◆ CONSIGNE:
Rédigez la suite de l'extrait critique consacré au film Cry Macho, en reprenant juste après sa dernière phrase.

◆ EXTRAIT PROPOSÉ:
■ ■ ■ ■ ■

Étrangement, le souvenir de Cry Macho ne se laisse pas réduire à une somme de détails poussifs et désinvestis : l’œuvre est très mineure en tant que fiction, mais profondément émouvante en tant que documentaire sur son cinéaste-acteur de 90 ans qui se ressaisit de ce scénario vieux de plus de 40 ans, pousse sa silhouette hiéroglyphique au milieu de situations aberrantes, se filme comme un mâle alpha, mais glisse dans les plis du récit une allure d’ombre, un fantôme, un cadavre. Et il fallait sans doute le Mexique disneylandisé façon monde d’Oz pour que cette silhouette de mort s’y détache avec plus de contrastes.

■ ■ ■ ■ ■

◆ DONNÉES FOURNIES:
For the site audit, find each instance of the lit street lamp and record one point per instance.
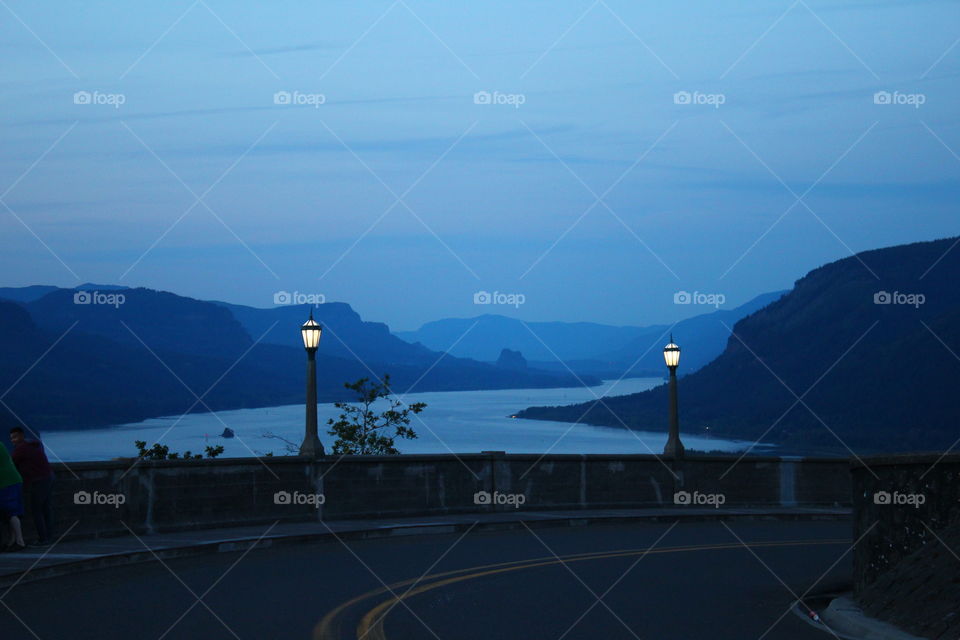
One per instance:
(310, 331)
(671, 355)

■ ■ ■ ■ ■

◆ RÉPONSE ATTENDUE:
Rab de fiction
En cela, Cry Macho renferme moins un déni (avoir 90 ans et se faire encore draguer par de belles Mexicaines) qu’un hiatus passionnant, celui d’un corps trop vieux, trop mythique, trop saturé en fictions pour pouvoir encore nous raconter une toute dernière histoire. Un corps qui a tout dit et qui pourtant tient à nous la raconter, cette toute dernière histoire – que sait-il faire d’autre ? C’est donc une histoire de déformation professionnelle, d’un conteur qui nous dit “bon qu’à ça” et qui sait que le simple fait d’apparaître justifie tous les scénarios. Moins un film donc que du rab de fiction, du rab d’apparitions, et une expérience de phénoménologie qui se demande si un tel corps peut témoigner d’autre chose que de sa proche disparition.
Cry Macho de Clint Eastwood, avec lui-même, Eduardo Minett, Natalia Traven (É.-U., 2021, 1h44). En salle le 10 novembre.